## WORK TO BE COMPLETED
All lines with the word "instance" in the material below are required.

## PROVIDED INFORMATION
>>>
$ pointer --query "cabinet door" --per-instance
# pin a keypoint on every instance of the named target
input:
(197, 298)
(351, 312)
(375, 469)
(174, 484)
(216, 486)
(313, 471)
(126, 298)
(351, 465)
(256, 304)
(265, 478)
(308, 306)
<<<
## TASK RESPONSE
$ pointer --query "cabinet door" --per-instance
# pin a keypoint on every instance of the named target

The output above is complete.